▶ _Extracted text_
Archive for December, 2006

What a pain in the ass

Wednesday, December 27th, 2006

This morning while perusing my logwatch mails I see a strange result from the script that is supposed to email me with the day’s changes from my DAFIF Replacement wiki. It was complaining about a missing perl module in the twiki/bin directory. So I look, and the twiki/bin directory is totally empty.

Some low life found a vulnerability in TWiki, and used it to remove everything in twiki/bin. I guess I should count myself lucky that he didn’t find any way to remove or corrupt other files that were writable by the web browser, since he managed to do it *before* the nightly backup ran.

I was running a pretty ancient version of TWiki, so it was probably long past time to upgrade. The upgrade to 4.0.5 seems to have been pretty painless. But it’s not what I wanted to be doing this morning.

Woo hoo!

Friday, December 22nd, 2006

My contract has been extended for the year. I can start breathing again.

▶ _Dataset_
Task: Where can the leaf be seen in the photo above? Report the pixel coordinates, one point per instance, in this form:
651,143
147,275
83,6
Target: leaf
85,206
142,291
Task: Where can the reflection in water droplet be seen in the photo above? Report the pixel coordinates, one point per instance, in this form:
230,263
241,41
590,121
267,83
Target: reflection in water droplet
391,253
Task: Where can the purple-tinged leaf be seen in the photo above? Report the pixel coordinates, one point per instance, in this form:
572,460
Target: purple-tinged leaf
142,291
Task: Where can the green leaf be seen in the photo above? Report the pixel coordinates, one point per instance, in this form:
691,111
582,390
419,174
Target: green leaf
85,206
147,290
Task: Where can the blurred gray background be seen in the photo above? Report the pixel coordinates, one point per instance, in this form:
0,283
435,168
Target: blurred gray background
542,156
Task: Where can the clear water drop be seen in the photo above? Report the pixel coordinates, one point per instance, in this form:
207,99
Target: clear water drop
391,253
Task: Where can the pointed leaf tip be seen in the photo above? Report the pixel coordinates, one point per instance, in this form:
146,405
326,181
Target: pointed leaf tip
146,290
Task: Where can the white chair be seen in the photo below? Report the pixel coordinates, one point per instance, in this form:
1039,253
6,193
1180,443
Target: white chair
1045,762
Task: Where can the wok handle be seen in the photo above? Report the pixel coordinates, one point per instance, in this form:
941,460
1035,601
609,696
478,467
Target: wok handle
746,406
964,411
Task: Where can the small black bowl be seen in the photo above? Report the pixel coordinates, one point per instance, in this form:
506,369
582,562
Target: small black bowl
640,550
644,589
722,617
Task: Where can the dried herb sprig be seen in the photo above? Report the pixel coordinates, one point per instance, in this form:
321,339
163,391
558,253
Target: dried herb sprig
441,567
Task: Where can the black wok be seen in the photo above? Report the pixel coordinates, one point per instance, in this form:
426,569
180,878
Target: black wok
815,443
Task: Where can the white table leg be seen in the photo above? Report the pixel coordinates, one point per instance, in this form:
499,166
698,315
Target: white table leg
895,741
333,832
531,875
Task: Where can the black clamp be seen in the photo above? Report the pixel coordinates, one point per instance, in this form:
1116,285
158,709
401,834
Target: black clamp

▶ _To-do list_
**A)** In the December 2006 blog archive, to which version of TWiki was the wiki upgraded?
**B)** Carry on the December 2006 blog archive from its final sentence.
The records above come from a source unrelated to the December 2006 blog archive.

▶ _Answers for the tasks_
**A)** 4.0.5

**B)**
1992/2006

Friday, December 22nd, 2006

In 1992, I worked for a company called GeoVision. I’d worked there for 6 years, but they were having financial problems. The previous two quarters, the end of the quarter had been the time when they announced layoffs. And just like the previous two end of quarters, the bean counters from both the Ottawa and Denver offices were huddled together the day before, and this time they came around with a list and told everybody whether they had to go to the 2pm meeting or the 3pm meeting. I was invited to the 2pm meeting. It turned out that everybody invited to the 2pm meeting was laid off, and the 3pm meeting was to announce that they’d had to do this to ensure the continued health of the company (it didn’t work - 6 months later they were out of business).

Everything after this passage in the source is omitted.